◆ **WRITTEN EXERCISE**
Turn every line of the rows below into a JSON list of strings, one string per line, skipping any blank lines.

--- LISTING ---

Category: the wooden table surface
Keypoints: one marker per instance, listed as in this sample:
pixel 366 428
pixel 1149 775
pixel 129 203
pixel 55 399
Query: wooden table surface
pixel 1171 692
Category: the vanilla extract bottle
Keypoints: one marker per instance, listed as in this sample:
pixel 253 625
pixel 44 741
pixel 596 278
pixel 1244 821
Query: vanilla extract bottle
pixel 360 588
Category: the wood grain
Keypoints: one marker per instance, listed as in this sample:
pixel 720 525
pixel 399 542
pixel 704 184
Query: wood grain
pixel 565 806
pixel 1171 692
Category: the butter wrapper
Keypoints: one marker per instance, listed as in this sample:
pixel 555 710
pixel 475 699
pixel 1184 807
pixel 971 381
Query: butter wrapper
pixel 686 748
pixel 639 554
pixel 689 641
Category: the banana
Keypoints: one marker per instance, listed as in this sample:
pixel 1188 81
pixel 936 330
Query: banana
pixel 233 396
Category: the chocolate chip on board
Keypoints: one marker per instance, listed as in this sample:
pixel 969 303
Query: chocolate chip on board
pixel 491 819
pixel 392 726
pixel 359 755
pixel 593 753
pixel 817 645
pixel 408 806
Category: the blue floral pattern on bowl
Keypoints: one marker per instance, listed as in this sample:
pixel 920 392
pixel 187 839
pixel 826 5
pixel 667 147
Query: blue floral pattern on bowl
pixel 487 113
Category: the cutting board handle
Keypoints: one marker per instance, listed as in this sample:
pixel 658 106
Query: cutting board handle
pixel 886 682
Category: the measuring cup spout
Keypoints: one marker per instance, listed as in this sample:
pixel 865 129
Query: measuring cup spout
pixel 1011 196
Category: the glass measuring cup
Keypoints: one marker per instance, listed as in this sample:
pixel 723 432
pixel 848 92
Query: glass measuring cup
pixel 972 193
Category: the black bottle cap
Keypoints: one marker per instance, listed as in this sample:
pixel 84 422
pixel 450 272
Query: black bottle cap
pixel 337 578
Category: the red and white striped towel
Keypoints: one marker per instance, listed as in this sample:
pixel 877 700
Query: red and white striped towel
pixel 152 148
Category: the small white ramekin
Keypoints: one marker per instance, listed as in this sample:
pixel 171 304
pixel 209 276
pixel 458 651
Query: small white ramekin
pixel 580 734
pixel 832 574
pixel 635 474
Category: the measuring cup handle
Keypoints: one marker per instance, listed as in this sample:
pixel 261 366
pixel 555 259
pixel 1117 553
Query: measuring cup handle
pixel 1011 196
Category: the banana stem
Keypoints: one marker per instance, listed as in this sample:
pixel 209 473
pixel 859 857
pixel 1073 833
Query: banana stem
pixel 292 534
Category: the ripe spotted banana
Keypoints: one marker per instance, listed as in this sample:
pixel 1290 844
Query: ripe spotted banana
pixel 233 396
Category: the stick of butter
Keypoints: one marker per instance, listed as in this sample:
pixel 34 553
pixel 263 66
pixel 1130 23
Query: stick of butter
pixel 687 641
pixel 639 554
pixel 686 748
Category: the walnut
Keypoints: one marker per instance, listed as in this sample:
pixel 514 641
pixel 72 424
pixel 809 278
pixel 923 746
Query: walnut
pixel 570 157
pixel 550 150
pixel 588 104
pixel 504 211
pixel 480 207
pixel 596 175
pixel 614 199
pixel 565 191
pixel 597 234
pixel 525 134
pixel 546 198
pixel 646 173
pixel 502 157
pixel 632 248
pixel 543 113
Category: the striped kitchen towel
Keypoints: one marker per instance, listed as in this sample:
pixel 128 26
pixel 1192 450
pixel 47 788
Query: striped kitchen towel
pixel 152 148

---

◆ **ANSWER TO THE TASK**
[
  "Category: the wooden table surface",
  "Keypoints: one marker per instance, listed as in this sample:",
  "pixel 366 428",
  "pixel 1149 775",
  "pixel 129 203",
  "pixel 55 399",
  "Query: wooden table surface",
  "pixel 1171 692",
  "Category: the vanilla extract bottle",
  "Keypoints: one marker per instance, listed as in this sample:",
  "pixel 253 625",
  "pixel 44 741",
  "pixel 596 278",
  "pixel 1244 821",
  "Query: vanilla extract bottle",
  "pixel 360 588",
  "Category: the wood grain",
  "Keypoints: one marker per instance, listed as in this sample:",
  "pixel 720 525",
  "pixel 399 542",
  "pixel 704 184",
  "Query: wood grain",
  "pixel 565 806",
  "pixel 1171 692",
  "Category: the butter wrapper",
  "Keypoints: one marker per instance, listed as in this sample:",
  "pixel 555 710",
  "pixel 475 699",
  "pixel 1184 807",
  "pixel 971 381",
  "Query: butter wrapper",
  "pixel 686 748",
  "pixel 639 554",
  "pixel 689 641",
  "Category: the banana",
  "Keypoints: one marker per instance, listed as in this sample:",
  "pixel 1188 81",
  "pixel 936 330",
  "Query: banana",
  "pixel 233 396",
  "Category: the chocolate chip on board",
  "Keypoints: one marker per instance, listed as in this sample:",
  "pixel 969 303",
  "Query: chocolate chip on board",
  "pixel 491 819",
  "pixel 392 726",
  "pixel 359 755",
  "pixel 593 753",
  "pixel 817 645",
  "pixel 408 806",
  "Category: the blue floral pattern on bowl",
  "Keypoints: one marker per instance, listed as in this sample:",
  "pixel 920 392",
  "pixel 187 839",
  "pixel 826 5",
  "pixel 667 147",
  "Query: blue floral pattern on bowl",
  "pixel 487 113",
  "Category: the cutting board handle",
  "Keypoints: one marker per instance, listed as in this sample:",
  "pixel 658 106",
  "Query: cutting board handle",
  "pixel 886 682",
  "Category: the measuring cup spout",
  "Keypoints: one marker per instance, listed as in this sample:",
  "pixel 865 129",
  "Query: measuring cup spout",
  "pixel 1011 196",
  "Category: the glass measuring cup",
  "Keypoints: one marker per instance, listed as in this sample:",
  "pixel 723 432",
  "pixel 848 92",
  "Query: glass measuring cup",
  "pixel 972 193",
  "Category: the black bottle cap",
  "Keypoints: one marker per instance, listed as in this sample:",
  "pixel 84 422",
  "pixel 450 272",
  "Query: black bottle cap",
  "pixel 337 578",
  "Category: the red and white striped towel",
  "Keypoints: one marker per instance, listed as in this sample:",
  "pixel 877 700",
  "Query: red and white striped towel",
  "pixel 152 148",
  "Category: the small white ramekin",
  "Keypoints: one marker per instance, listed as in this sample:",
  "pixel 171 304",
  "pixel 209 276",
  "pixel 458 651",
  "Query: small white ramekin",
  "pixel 580 734",
  "pixel 832 574",
  "pixel 635 474",
  "Category: the measuring cup handle",
  "Keypoints: one marker per instance, listed as in this sample:",
  "pixel 261 366",
  "pixel 555 259",
  "pixel 1117 553",
  "Query: measuring cup handle",
  "pixel 1011 196",
  "Category: the banana stem",
  "Keypoints: one marker per instance, listed as in this sample:",
  "pixel 209 473",
  "pixel 859 857",
  "pixel 1073 833",
  "Query: banana stem",
  "pixel 292 534",
  "Category: the ripe spotted banana",
  "Keypoints: one marker per instance, listed as in this sample:",
  "pixel 1290 844",
  "Query: ripe spotted banana",
  "pixel 233 396",
  "Category: the stick of butter",
  "Keypoints: one marker per instance, listed as in this sample:",
  "pixel 34 553",
  "pixel 263 66",
  "pixel 1130 23",
  "Query: stick of butter",
  "pixel 687 641",
  "pixel 639 554",
  "pixel 686 748",
  "Category: the walnut",
  "Keypoints: one marker per instance, listed as in this sample:",
  "pixel 514 641",
  "pixel 72 424",
  "pixel 809 278",
  "pixel 923 746",
  "Query: walnut",
  "pixel 570 157",
  "pixel 550 150",
  "pixel 588 104",
  "pixel 504 211",
  "pixel 480 207",
  "pixel 596 175",
  "pixel 614 199",
  "pixel 565 191",
  "pixel 597 234",
  "pixel 525 134",
  "pixel 546 198",
  "pixel 646 173",
  "pixel 502 157",
  "pixel 632 248",
  "pixel 543 113",
  "Category: the striped kitchen towel",
  "Keypoints: one marker per instance, listed as in this sample:",
  "pixel 128 26",
  "pixel 1192 450",
  "pixel 47 788",
  "Query: striped kitchen towel",
  "pixel 152 148"
]